> [短い課題 A]:
OPEC減産延長の記事から、「OPEC総会会場に到着したサ」から「なされたことを受けて生じた。」までの部分を、両端の語句を含めて一字一句変えずに抜き出してください。
> [短い課題 B]:
OPEC減産延長の記事によると、昨日原油価格が上昇したのはなぜですか。1～3文で説明してください。
> [短い課題 C]:
OPEC減産延長の記事では、NY原油先物は1バレルいくらに達したとされていますか。

> [提供抜粋文]:
OPEC総会会場に到着したサウジアラビアのハーリド・ファリーハ・エネルギー産業鉱物資源相(提供:ロイター)
■OPEC、2018年末まで減産延長で合意
【ウィーン:ランダ・タキー・ディーン】
【東京:本紙、ロイター】
石油輸出国機構(OPEC)加盟国と非加盟国を含む24の産油国は、世界的な石油余剰を解消するために、来年(2018年)3月までが期限とされていた協調減産を来年末まで延長することで合意した。OPECは昨日(11月30日)ウィーンで開かれた総会で(減産)合意の延長を確認した。(総会では)合意延長について、ロシアをはじめとするOPEC非加盟国の産油国と協議が行われた。OPECはナイジェリアとリビアにも減産合意が適用されるとし、両国はこの決定に同意した。
原油価格は昨日、OPEC閣僚会合がウィーンで開幕したと同時に、1バレル64ドルを越えた。価格の上昇は、現在の減産合意を2018年末まで延長することで合意することを示唆した発言が会合のメンバーからなされたことを受けて生じた。
原油価格の国際指標であるブレント原油2月先物が1%以上値上がりし1バレル64ドルを越えたことについて、話し合いがなされた。また、NY原油先物は1バレル57.96ドルに達した。
サウジアラビアのハーリド・ファーリハ・エネルギー産業鉱物資源相は、第173回OPEC閣僚会合の開会スピーチにて、「世界の原油市場のデータから見ても協調減産の延長決定はその効果を証明した」との見解を示した。ファーリハ大臣は今年5月のOECD諸国石油在庫について、「5年移動平均線を上回り2億8000万バレルに達したがその後減少し、今年10月には約50%減の1億4000万バレルに至った。同様に、浮体式貯蔵設備内の原油量も、今年6月から5000万バレル減少した」と述べた。同大臣は、「石油供給減における協力はOPEC加盟国の100%を越える減産順守率を達成し、全ての産油国はこの前向きな動きを有効に活用した」と指摘した。また、OPEC総会議長(ファーリハ大臣)は「OECD石油在庫を過去5年平均の水準まで引き下げるにあたり、我々はまだ目標の半分にも到達していないことを認識せねばならない」ことを強調した一方、「中長期的に見れば、今後の石油市況は加速度的に進む広範囲な世界経済の回復に助けられて活発化していくものと思われる」と述べた。ファーリハ大臣は、「(石油に対する)旺盛な需要があることを示す指標は他にもある」ことを指摘し、「この数か月間で需要見通しは安定して上方修正し、2017年および2018年の伸び率は現在150万バレル/日に達した」と述べた。

> [記録一覧]:
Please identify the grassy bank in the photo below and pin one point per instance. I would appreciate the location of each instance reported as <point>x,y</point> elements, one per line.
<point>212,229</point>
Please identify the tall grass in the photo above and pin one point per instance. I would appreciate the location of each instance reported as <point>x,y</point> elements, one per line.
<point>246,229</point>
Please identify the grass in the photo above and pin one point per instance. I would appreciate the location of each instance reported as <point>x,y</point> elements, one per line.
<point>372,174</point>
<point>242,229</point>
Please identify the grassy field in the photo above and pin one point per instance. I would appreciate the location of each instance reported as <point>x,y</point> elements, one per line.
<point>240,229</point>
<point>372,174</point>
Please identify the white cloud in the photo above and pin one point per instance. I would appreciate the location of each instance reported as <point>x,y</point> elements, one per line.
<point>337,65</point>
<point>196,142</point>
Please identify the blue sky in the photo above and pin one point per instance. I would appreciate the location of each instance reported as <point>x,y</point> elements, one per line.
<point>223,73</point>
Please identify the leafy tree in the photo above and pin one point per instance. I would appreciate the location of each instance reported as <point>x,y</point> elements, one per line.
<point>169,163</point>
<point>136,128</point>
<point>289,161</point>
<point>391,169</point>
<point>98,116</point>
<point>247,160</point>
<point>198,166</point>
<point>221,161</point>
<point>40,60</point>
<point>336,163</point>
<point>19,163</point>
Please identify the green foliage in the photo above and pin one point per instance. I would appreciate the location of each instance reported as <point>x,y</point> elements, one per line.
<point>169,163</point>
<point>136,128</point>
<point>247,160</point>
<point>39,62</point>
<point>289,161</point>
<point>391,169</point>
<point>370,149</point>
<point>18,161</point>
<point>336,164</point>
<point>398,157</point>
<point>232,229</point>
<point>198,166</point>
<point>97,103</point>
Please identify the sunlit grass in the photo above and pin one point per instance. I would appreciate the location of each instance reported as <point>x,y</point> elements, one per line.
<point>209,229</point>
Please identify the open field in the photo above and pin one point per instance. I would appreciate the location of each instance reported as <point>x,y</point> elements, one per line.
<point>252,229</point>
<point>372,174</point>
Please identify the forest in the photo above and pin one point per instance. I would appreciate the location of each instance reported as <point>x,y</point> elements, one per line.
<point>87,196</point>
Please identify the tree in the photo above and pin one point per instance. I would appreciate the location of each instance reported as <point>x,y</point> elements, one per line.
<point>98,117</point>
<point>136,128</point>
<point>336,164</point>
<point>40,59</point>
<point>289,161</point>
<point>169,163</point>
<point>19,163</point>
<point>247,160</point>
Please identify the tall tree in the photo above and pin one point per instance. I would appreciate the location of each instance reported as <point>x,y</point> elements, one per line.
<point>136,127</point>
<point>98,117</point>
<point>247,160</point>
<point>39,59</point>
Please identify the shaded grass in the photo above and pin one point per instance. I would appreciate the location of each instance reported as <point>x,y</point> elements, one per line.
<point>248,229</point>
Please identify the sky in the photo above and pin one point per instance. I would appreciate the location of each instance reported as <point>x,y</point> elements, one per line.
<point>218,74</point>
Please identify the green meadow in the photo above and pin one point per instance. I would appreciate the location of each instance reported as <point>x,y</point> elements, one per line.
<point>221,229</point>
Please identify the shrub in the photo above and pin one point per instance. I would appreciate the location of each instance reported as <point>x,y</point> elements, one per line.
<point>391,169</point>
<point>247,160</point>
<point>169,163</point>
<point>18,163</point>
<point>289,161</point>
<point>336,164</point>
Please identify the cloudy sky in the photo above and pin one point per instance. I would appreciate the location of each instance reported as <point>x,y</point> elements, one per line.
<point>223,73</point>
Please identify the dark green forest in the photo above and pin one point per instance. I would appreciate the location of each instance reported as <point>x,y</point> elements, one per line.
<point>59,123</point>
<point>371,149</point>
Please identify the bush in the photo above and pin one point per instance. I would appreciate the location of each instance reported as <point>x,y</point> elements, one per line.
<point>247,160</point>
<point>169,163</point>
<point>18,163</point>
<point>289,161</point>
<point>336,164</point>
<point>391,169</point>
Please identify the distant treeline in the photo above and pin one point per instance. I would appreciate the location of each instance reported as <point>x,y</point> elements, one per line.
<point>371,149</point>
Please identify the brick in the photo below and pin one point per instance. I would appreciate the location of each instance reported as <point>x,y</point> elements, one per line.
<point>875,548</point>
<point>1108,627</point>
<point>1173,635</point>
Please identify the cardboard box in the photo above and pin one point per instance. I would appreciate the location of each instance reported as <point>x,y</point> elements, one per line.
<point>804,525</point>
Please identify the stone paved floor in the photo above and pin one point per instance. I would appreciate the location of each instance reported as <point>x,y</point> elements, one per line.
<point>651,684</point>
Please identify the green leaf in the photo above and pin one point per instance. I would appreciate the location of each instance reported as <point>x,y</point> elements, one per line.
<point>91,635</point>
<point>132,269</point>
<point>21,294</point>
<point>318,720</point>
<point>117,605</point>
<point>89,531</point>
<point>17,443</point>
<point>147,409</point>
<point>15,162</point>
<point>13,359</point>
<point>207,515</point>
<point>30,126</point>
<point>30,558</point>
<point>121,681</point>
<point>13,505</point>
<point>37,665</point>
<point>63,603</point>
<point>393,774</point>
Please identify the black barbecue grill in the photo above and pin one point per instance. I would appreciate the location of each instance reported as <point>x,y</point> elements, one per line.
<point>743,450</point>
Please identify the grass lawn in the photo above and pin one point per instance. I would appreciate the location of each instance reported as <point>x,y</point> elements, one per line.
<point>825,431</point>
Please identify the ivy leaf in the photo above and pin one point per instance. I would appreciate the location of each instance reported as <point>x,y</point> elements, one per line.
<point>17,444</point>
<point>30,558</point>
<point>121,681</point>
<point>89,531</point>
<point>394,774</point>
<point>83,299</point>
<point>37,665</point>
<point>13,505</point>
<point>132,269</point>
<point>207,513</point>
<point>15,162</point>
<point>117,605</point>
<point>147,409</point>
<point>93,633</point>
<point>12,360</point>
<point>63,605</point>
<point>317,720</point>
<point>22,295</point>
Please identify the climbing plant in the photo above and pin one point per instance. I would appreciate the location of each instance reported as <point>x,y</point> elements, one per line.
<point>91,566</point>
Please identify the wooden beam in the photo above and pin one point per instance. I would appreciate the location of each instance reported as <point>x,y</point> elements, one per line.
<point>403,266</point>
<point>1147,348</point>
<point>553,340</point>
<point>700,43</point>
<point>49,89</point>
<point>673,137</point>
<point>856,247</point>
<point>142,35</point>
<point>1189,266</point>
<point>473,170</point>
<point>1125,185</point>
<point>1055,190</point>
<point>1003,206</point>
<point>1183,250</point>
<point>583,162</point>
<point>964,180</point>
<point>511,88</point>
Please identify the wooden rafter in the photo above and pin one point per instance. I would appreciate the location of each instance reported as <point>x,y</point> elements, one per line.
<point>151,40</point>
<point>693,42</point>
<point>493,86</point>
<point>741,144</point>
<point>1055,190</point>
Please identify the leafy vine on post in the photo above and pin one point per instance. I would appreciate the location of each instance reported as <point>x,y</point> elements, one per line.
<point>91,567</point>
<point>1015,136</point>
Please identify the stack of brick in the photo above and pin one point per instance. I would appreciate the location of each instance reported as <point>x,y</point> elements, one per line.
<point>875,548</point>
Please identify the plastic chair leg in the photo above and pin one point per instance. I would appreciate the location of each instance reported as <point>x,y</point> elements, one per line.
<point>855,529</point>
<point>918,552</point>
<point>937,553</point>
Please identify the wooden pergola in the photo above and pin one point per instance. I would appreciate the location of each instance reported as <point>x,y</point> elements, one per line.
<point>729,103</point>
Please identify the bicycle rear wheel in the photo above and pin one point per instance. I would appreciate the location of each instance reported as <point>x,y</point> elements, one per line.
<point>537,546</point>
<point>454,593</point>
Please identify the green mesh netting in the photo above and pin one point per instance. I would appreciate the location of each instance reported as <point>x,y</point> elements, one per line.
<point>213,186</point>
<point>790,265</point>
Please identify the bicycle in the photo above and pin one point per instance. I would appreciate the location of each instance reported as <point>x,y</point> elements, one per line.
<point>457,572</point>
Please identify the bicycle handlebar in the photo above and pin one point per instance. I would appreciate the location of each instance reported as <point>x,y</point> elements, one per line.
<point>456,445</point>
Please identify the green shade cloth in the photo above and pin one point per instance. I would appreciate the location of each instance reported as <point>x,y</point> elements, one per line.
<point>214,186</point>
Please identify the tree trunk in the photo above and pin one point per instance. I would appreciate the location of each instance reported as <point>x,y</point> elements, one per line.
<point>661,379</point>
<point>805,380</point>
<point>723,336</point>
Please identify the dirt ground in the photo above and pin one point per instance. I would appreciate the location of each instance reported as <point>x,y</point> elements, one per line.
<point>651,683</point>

> [課題の解答 A]:
OPEC総会会場に到着したサウジアラビアのハーリド・ファリーハ・エネルギー産業鉱物資源相(提供:ロイター)
■OPEC、2018年末まで減産延長で合意
【ウィーン:ランダ・タキー・ディーン】
【東京:本紙、ロイター】
石油輸出国機構(OPEC)加盟国と非加盟国を含む24の産油国は、世界的な石油余剰を解消するために、来年(2018年)3月までが期限とされていた協調減産を来年末まで延長することで合意した。OPECは昨日(11月30日)ウィーンで開かれた総会で(減産)合意の延長を確認した。(総会では)合意延長について、ロシアをはじめとするOPEC非加盟国の産油国と協議が行われた。OPECはナイジェリアとリビアにも減産合意が適用されるとし、両国はこの決定に同意した。
原油価格は昨日、OPEC閣僚会合がウィーンで開幕したと同時に、1バレル64ドルを越えた。価格の上昇は、現在の減産合意を2018年末まで延長することで合意することを示唆した発言が会合のメンバーからなされたことを受けて生じた。

> [課題の解答 B]:
会合のメンバーから、現在の減産合意を2018年末まで延長することで合意すると示唆する発言がなされたためです。

> [課題の解答 C]:
1バレル57.96ドルに達しました。